Obiettivi:
(a) Riassumi in due frasi il brano sul trattamento dei reflui.
(b) Rispondi alle seguenti domande sul brano sul trattamento dei reflui.
(i) Come si chiamavano i carri cisterna e chi li guidava?
(ii) In quali mesi e in quali ore era vietato compiere i trasbordi?
(iii) In quale anno il Parini si lamenta nell'Ode alla salubrità dell'aria?
(c) Riprendi il brano sul trattamento dei reflui, proseguendo dopo la sua ultima frase.

Brano estratto:
Il trattamento dei reflui non è stato sempre così sapiente. Ancora ai tempi del Parini (1729-1799) i vasi da notte venivano svuotati in strada o in depositi in cantina. Speciali carri cisterna chiamati Navazze, guidati dai navazzari, si incaricavano di portarne il contenuto in campagna, con spargimento di odori nauseabondi, tanto che i ricchi se ne andavano in Brianza appena potevano. Vigeva il divieto di compiere tali trasbordi nei mesi estivi e nelle ore diurne ma si sa, come scrisse Manzoni, comanda chi può e ubbidisce chi vuole.

Nell’ Ode alla salubrità dell’aria così si lamenta il Parini nel 1759:

…Quivi i lari plebei

da le spregiate crete (i vasi da notte)

d’umor fracidi e rei

versan fonti indiscrete

onde il vapor s’aggira

e col fiato s’ispira.

Né a pena cade il sole

che vaganti latrine (le navazze)

con spalancate gole

lustran ogni confine

de la città che desta

beve l’aura molesta.

Se iniziate a sentire il fastidio per la puzza, aspettate di sentire la fine della storia prima di abbandonare la lettura.

Il problema persistette a lungo e non stupisce che nessuno se ne volesse occupare. Finché a fine Ottocento e inizio Novecento la città si dotò di un moderno sistema fognario che venne poi ulteriormente sviluppato nel secondo dopoguerra, in parallelo all’espansione dei nuovi quartieri verso la campagna, come ben racconta Gian Luca Lippi nel suo articolo. Sono manufatti che ci stupiscono per la loro bellezza. Se oggi gli speculatori non si preoccupano di rovinare il paesaggio in cui viviamo per fare qualche milione di euro in più (quello sì, sporco), un tempo si cercava di creare il bello anche per le opere sotterranee: targhette in maiolica che segnano i nomi delle vie sovrastanti e i numeri civici, marmi, sistemi di volte degne di una cattedrale.

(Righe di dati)

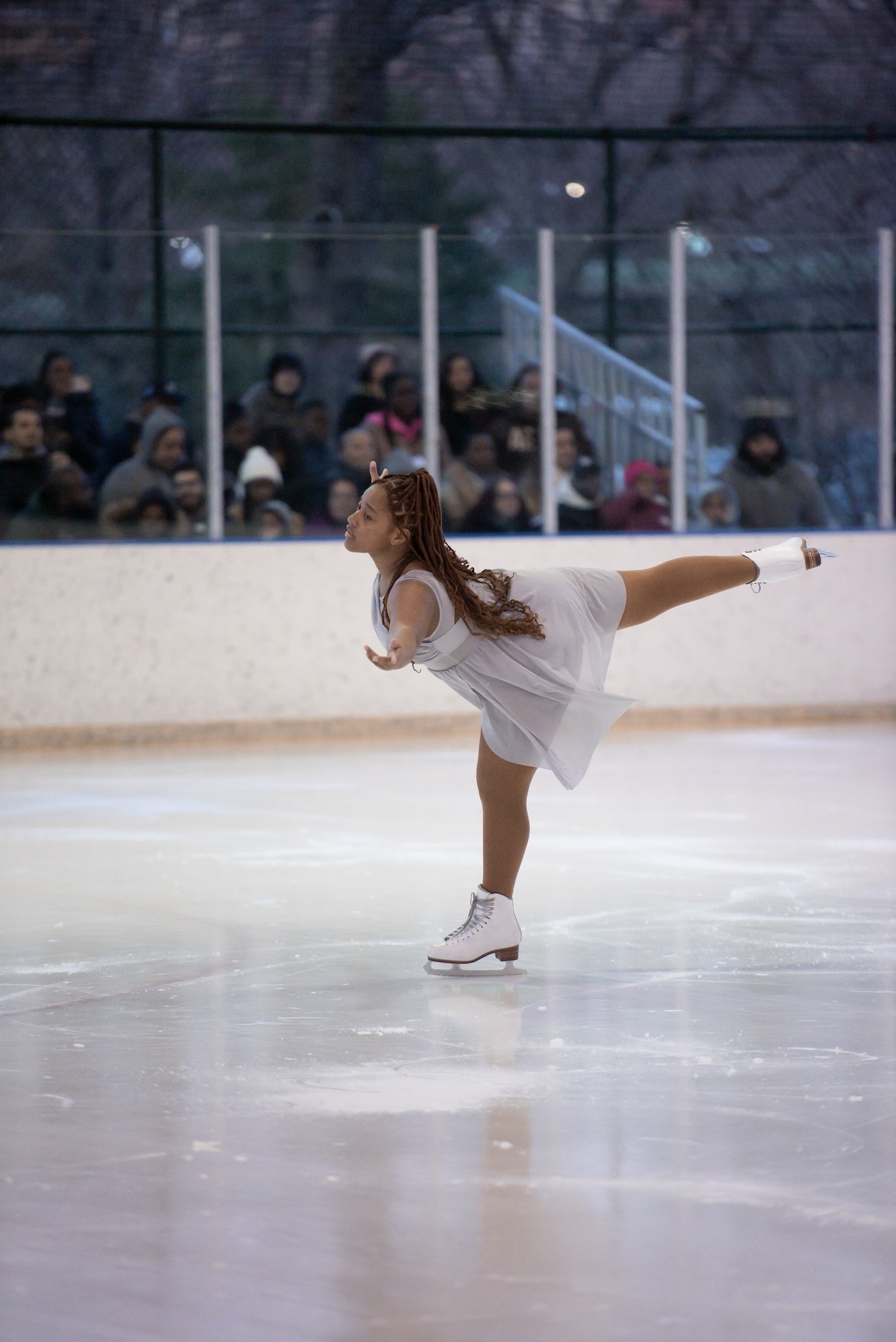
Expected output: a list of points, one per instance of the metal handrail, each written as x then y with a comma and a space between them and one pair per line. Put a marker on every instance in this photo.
625, 409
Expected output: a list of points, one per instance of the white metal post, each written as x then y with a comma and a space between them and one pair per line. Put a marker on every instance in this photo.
429, 345
548, 359
214, 384
678, 356
886, 377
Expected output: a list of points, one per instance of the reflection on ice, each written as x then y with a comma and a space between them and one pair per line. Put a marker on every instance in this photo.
238, 1107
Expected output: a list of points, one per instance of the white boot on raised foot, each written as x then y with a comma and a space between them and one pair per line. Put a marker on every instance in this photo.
788, 558
491, 929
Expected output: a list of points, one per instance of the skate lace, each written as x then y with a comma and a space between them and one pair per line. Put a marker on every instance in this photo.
479, 913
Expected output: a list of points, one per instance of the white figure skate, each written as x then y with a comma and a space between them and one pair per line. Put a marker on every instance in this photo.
783, 561
491, 929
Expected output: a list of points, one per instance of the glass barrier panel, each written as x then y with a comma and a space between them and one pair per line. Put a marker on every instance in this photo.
613, 368
490, 383
783, 330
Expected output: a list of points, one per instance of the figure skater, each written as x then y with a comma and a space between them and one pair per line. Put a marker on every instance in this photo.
530, 650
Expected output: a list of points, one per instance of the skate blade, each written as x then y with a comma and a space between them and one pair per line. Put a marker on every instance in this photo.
441, 971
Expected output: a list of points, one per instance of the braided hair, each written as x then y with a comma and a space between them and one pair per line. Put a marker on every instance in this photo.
413, 502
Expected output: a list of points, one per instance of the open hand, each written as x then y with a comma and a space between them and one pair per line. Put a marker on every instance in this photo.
391, 661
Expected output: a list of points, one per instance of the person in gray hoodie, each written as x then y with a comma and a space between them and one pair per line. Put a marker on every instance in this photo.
160, 452
774, 495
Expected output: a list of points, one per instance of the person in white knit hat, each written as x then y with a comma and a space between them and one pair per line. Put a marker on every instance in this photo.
530, 650
259, 481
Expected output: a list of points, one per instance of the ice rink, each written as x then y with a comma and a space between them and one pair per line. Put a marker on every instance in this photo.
237, 1109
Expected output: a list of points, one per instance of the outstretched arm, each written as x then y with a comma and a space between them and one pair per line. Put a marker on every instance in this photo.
415, 614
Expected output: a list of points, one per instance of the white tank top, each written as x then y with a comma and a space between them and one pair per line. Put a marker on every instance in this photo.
451, 640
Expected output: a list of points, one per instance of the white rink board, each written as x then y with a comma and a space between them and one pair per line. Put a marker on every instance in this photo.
253, 631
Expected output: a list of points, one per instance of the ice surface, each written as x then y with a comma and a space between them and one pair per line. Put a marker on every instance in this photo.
237, 1109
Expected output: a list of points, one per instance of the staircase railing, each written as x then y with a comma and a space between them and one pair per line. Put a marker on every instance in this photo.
625, 410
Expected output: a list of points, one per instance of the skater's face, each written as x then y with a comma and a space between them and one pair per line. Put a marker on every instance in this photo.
372, 529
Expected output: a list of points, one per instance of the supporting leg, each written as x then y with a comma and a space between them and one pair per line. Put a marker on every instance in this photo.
504, 788
649, 592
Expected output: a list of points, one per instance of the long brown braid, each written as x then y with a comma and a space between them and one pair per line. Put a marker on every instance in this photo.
413, 502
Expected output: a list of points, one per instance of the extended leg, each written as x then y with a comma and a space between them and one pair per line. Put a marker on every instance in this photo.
504, 788
649, 592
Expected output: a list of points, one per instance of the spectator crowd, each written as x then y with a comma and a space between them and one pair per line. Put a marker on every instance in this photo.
286, 474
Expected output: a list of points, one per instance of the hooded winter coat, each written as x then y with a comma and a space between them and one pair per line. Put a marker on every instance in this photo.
778, 498
133, 478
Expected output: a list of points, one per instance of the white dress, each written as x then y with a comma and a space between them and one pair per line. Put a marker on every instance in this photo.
542, 701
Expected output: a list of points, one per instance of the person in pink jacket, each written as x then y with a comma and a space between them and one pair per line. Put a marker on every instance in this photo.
643, 506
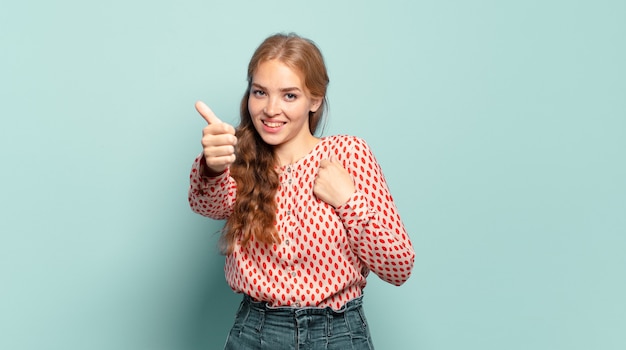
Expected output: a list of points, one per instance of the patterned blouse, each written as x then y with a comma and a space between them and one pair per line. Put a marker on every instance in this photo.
325, 253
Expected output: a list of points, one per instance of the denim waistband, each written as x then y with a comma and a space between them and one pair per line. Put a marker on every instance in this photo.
353, 304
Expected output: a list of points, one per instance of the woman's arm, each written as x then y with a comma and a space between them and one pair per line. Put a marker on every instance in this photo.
375, 230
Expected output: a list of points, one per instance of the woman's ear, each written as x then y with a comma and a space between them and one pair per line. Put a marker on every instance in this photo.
316, 103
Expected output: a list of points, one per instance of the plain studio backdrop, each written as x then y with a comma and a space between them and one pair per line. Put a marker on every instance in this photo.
500, 127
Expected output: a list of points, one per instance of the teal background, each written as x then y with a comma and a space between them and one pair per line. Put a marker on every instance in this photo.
500, 126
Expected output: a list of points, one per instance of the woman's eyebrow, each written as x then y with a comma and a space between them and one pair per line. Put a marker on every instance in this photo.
287, 89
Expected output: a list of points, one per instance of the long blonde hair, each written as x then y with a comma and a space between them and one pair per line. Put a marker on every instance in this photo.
254, 211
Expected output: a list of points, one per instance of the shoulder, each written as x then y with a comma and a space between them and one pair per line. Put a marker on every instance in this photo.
346, 143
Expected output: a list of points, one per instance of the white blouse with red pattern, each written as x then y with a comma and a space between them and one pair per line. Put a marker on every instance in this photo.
325, 253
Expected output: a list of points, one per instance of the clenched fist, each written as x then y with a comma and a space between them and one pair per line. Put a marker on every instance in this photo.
333, 183
218, 141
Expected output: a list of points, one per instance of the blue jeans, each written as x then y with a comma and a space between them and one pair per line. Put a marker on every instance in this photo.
258, 326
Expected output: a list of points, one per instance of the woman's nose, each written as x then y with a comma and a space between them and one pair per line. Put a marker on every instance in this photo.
272, 107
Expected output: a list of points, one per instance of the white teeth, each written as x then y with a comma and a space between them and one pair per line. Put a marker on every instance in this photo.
273, 125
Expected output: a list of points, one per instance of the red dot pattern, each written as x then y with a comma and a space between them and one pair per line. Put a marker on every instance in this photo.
325, 253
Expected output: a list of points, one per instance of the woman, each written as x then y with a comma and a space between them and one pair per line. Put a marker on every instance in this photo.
307, 218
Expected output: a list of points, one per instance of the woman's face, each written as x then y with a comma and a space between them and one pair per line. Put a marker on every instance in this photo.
279, 104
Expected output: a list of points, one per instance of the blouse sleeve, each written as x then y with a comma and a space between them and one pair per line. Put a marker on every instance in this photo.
375, 230
211, 196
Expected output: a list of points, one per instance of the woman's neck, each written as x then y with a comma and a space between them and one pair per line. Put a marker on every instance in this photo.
293, 152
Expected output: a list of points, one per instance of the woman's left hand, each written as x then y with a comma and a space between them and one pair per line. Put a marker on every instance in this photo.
333, 183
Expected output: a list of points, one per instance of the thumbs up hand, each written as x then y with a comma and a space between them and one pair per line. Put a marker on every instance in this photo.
333, 183
218, 141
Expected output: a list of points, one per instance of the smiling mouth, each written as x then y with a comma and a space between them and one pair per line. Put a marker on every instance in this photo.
273, 124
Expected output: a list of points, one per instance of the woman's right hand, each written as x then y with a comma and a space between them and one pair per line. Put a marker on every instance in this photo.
218, 141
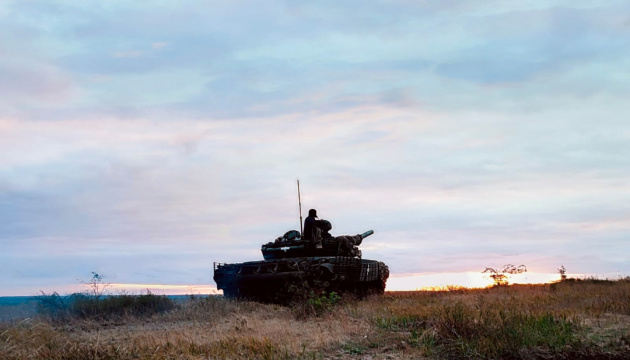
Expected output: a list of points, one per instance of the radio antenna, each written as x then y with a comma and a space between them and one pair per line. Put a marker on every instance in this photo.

Risultati:
(a) Ai tempi del Parini i vasi da notte venivano svuotati in strada o in depositi in cantina, e le navazze ne portavano il contenuto in campagna spargendo odori nauseabondi, di cui il poeta si lamenta nell'Ode alla salubrità dell'aria. Il problema persistette a lungo, finché tra fine Ottocento e inizio Novecento la città si dotò di un moderno sistema fognario, ampliato nel secondo dopoguerra e costruito con cura per il bello, con targhette in maiolica, marmi e volte degne di una cattedrale.

(b)
(i) Si chiamavano Navazze ed erano guidati dai navazzari.
(ii) Nei mesi estivi e nelle ore diurne.
(iii) Nel 1759.

(c)
Le pregiate fognature però spostano il problema ma non lo risolvono. I liquami della seconda metropoli d’Italia sono confluiti per decenni nel Lambro meridionale, fiume che non ha proprio la capacità di diluizione del Mississippi. Questo ha comportato la morte di ogni forma di vita e un paesaggio da cloaca infernale degna delle peggiori punizioni nate dall’immaginazione dantesca. I nutrienti presenti nelle fogne sono preziosi, ma non quando sono concentrati e accompagnati da batteri patogeni, schiume e altre schifezze . Il Lambro meridionale, nel quale sono convogliati tutti i reflui urbani e i corsi d’acqua che entrano a Milano (Seveso e Olona in primis), è stato infatti ribattezzato Lambro merdario. La faccenda ci è costata anche parecchie multe europee, finché nel 2003 Milano si è finalmente dotata di depuratori all’avanguardia, e una brutta storia si è trasformata in un caso di eccellenza milanese.

Oggi quasi 1500 km di canali e tubature sotterranee, pari alla distanza Milano Palermo, raccolgono gli scarichi domestici e le acque di scolo dei tombini, e le portano in leggera discesa verso i tre depuratori di San Rocco, Nosedo e Peschiera Borromeo.

Se siete curiosi di come funziona un depuratore potete iniziare guardando questo video. Oggi gli impianti sono dotati di sistemi di abbattimento degli odori e i fastidi per chi abita vicino sono veramente limitati.

 Il depuratore di Nosedo è visitabile e lo stupore è garantito. Alla fine della visita si esce fuori e si possono ammirare le chiare fresche dolci acque che escono dall’impianto per andare a irrigare i campi, che dai tempi dei monaci cistercensi dell’abbazia di Chiaravalle, hanno costituito la ricchezza di Milano. Riso, mais e grano crescono rigogliosi per far ricominciare il ciclo e tornare nelle pance dei milanesi.

È proprio come cantava De André in Bocca di rosa: Dai diamanti non nasce niente, dal letame nascono i fiori.